• [Work instructions]: Print out each entry below exactly, please.

• [Raw data]:
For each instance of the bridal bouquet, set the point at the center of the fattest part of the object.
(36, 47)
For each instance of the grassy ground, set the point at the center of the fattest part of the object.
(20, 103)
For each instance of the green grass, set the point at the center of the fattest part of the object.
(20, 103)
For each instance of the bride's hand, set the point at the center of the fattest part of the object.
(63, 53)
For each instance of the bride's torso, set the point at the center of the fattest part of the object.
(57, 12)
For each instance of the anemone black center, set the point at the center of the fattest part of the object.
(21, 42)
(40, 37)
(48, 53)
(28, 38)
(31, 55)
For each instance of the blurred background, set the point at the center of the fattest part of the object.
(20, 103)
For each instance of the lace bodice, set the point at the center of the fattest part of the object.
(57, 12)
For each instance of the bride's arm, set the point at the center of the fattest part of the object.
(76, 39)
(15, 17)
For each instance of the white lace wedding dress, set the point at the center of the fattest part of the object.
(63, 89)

• [Answer to the problem]:
For each instance of the bridal bouquet, set the point at the center of the fattest part of the object.
(36, 47)
For each instance of the grassy ground, set the point at the center of the fattest part of the object.
(20, 103)
For each instance of the green grass, set the point at the center of the fattest part of the object.
(20, 103)
For each instance of the bride's hand, set the point at the center of the fattest part of the object.
(63, 53)
For each instance of the bride's torso, set the point at the center of the fattest part of the object.
(57, 12)
For each instance of the anemone black center, set the point at the center of the fattest part of the object.
(21, 42)
(40, 37)
(48, 53)
(28, 38)
(31, 55)
For each instance of the blurred background, set the point at the center of the fattest part of the object.
(20, 103)
For each instance of the lace bodice, set the point at the center of the fattest part of the object.
(57, 12)
For each instance of the bride's arm, set the point at the center of the fattest part of the object.
(76, 39)
(15, 17)
For each instance of the white lace wedding dress, set the point at the center of the fattest part of the object.
(63, 89)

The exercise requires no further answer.